:: SUPPLIED ENTRIES ::

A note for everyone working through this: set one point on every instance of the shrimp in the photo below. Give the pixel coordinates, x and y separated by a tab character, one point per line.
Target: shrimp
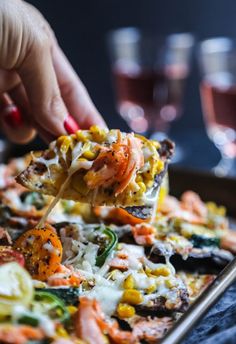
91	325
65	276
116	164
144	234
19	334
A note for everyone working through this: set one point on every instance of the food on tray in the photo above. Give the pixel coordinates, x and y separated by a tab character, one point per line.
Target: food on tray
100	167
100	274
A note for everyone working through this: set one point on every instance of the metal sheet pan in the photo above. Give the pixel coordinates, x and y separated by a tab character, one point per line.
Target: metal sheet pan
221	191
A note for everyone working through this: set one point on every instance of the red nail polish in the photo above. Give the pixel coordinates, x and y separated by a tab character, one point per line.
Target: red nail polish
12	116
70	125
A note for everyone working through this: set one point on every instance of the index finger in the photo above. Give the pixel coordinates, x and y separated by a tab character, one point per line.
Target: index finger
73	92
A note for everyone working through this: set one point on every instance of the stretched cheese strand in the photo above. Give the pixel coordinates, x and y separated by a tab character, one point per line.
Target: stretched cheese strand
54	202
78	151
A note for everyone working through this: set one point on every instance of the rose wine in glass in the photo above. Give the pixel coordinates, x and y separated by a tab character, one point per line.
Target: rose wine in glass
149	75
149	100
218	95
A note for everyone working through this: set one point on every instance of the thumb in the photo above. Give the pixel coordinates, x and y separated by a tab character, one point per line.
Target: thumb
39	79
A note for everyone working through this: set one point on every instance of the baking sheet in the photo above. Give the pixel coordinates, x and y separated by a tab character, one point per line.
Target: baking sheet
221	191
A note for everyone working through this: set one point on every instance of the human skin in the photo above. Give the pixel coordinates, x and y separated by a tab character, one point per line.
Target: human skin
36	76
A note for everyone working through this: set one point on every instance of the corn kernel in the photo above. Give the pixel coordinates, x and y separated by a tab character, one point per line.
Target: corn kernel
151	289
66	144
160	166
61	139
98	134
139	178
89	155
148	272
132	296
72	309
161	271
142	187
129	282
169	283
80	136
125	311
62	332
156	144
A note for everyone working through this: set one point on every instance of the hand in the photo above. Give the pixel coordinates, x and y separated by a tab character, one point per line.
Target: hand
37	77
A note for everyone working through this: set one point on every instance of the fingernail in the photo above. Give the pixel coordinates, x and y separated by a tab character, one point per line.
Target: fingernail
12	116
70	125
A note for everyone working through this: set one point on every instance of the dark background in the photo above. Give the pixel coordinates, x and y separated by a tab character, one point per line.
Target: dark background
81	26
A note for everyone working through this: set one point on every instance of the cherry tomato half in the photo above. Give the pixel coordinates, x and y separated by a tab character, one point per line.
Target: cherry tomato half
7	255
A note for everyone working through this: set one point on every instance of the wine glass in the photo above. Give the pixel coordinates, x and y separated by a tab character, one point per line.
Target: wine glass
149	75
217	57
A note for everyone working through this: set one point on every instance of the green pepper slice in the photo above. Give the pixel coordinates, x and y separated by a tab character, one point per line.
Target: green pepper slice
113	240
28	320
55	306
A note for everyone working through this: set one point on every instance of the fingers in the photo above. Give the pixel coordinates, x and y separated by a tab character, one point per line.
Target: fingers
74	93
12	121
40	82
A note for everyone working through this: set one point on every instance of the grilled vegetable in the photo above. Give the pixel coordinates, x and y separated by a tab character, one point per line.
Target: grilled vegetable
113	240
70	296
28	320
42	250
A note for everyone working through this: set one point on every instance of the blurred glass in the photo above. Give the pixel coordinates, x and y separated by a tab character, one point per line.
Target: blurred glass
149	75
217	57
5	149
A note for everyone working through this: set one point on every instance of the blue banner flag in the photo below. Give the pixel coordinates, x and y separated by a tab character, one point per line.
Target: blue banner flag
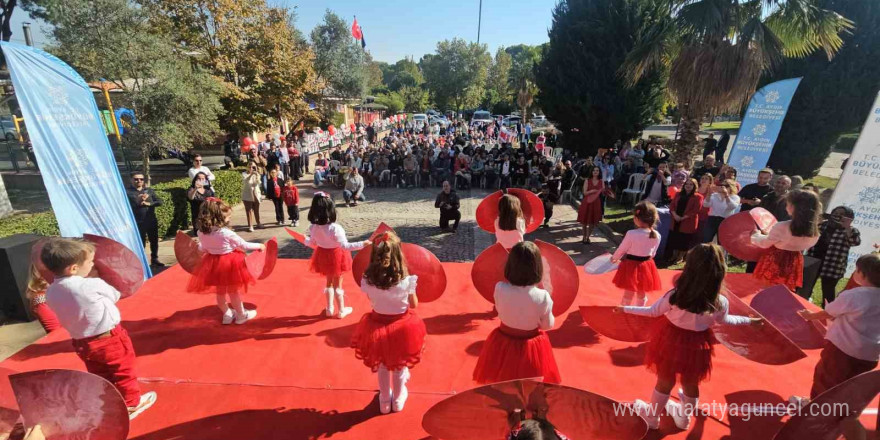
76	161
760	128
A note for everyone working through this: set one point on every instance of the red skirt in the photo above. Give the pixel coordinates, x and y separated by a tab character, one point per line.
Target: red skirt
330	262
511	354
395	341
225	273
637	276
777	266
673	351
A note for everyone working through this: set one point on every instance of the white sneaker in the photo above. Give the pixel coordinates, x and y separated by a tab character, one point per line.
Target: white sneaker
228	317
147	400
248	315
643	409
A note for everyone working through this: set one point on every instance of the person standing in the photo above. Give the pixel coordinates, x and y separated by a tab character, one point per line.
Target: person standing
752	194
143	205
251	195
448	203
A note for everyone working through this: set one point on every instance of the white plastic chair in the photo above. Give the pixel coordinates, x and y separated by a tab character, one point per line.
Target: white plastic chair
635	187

:::

• **WORK ORDER**
With the pictures omitted, the entries are to be transcribed in full, exactly as they appear.

• **ANSWER SECTION**
A note for everyone working through this: set one point on every instance of the shrimp in the photo below. Give the pixel coordinates, x and y separated by a tab character, one point per line.
Target: shrimp
91	325
65	276
116	164
144	234
19	334
A note for everyone working through this: set one point on every instance of the food on tray in the photo above. Give the pixel coordinates, x and y separated by a tab character, one point per line.
Target: food on tray
100	167
100	274
A note for everyone working through this: set one point on every instance of the metal sheet pan in the photo above. Give the pixel coordinates, x and y separated by a tab character, one point per line.
Target: metal sheet pan
221	191
A note for everyone working through this: set one point on every instance of the red nail polish in the photo above. Give the pixel coordinates, x and y separated by a tab character, one point per line.
Target: red nail polish
12	116
70	125
A note for everyone working through this: set one point on every instance of the index finger in the photo above. Give the pixel coordinates, x and y separated by a tab character, one point per line.
Target: index finger
73	92
A note for everyone working through this: set one point on every instance of the stretched cheese strand in the photo above. Give the pixel coordinates, x and y separated by a tab character, one point per line.
Target: stretched cheese strand
54	202
78	151
A note for everyone working through this: set one point on every instance of the rose wine in glass in the photo above. Give the pixel coordinates, x and y separated by a tab character, one point per line.
Target: rose wine in glass
149	75
149	100
218	95
A note for everyone working through this: set one point on every instance of the thumb in the photo above. Give the pixel coordinates, x and y separated by a tab character, one point per line.
Target: thumb
39	79
A note for everyone working through this: set one point on every instance of the baking sheet in the photo above. Give the pixel coordinates, x and y separated by a tab character, one point per line.
Target: baking sheet
221	191
A note for everyone working through this: set one point on every instance of the human skin in the photo above. Give the pixel coordinates, x and y separated by a tab character, one point per line.
Target: human skin
36	76
A note for everyone working through this: set one point on every instance of the corn kernel in the photo above. Give the pixel coordinates, x and y separated by a tab character, one point per line.
Target: corn kernel
151	289
66	144
160	166
61	139
98	134
139	178
89	155
148	272
132	296
72	309
161	271
142	187
129	282
169	283
80	136
125	311
62	332
156	144
A note for everyone working through this: set one point on every instance of the hand in the photo above. Give the pixel coordinates, x and y separated by a tab character, one point per line.
Target: hand
37	77
A note for everyone working through this: set one point on every instance of the fingernail in the photo above. Give the pixel coordinates, x and y separated by a tab character, one point per line.
Target: fingernail
12	116
70	125
A note for everyone working through this: set one point on every instance of the dark background in the photo above. Give the pixel coordinates, x and y separated by a tab character, one point per line.
Target: dark background
81	26
A note for everyone working through this: set one point on every instance of the cherry tomato half in the photo above. Give the pixel coordinates, x and y separated by a tab character, one point per line.
Target: cherry tomato half
7	255
A note for everyone working through this: set one point on every instance of the wine glass in the photo above. Give the pixel coordinates, x and y separated by a tab character, one point per line.
Target: wine glass
149	75
217	57
A note for everyone working through this: set one point on every instance of the green pepper slice in the photo above. Give the pixel coordinates, x and y separated by a tab character, one point per line.
Target: green pepper slice
113	240
28	320
55	306
A note for everyone working through this: set one point on every instance of the fingers in the photo above. Give the pixel coordinates, x and y separated by a tab character, one point per line.
Target: fingers
74	93
12	121
40	82
A note for everyone working through this: set one point on every instance of the grilled vegetable in the photo above. Give the pixel coordinates, x and y separated by a tab character, one point per line.
Target: grilled vegetable
113	240
70	296
28	320
42	250
A note for everyone working through this: set one point on every instance of the blurred glass in the photo above. Give the pixel coordinates, x and y separated by a tab character, one point per line.
Target: blurred glass
149	75
217	57
5	149
A note for everyone working through this: set one point on every instance of the blue banner flag in the photo below. Give the pixel coordinates, x and y separated by a tab character, one point per line.
Target: blue banner flag
76	161
760	128
A note for everyone working through this: set one point on every instance of the red skirt in the photo above. Give the pixel coordinates, x and y separated by a tab character, one point per line.
Target: red skirt
330	262
511	354
395	341
225	273
637	276
777	266
673	351
A note for everyone working through this: set one point on every instance of the white sneaker in the photo above. Give the pixel coordinates, x and y separated by a tab character, one point per line.
Target: white sneaker
228	317
147	400
248	315
643	409
A note for everyone working through this: set one point on every instance of the person standing in the photo above. Give the pixel coordinates, x and y separated by a tab character, one point per line.
Target: person standing
752	194
143	205
251	195
448	203
A note for everyone working through this: set one point on every instance of the white plastic chair in the photo above. Give the pixel coordinates, x and y separated by a tab character, one point per line.
Target: white plastic chair
635	187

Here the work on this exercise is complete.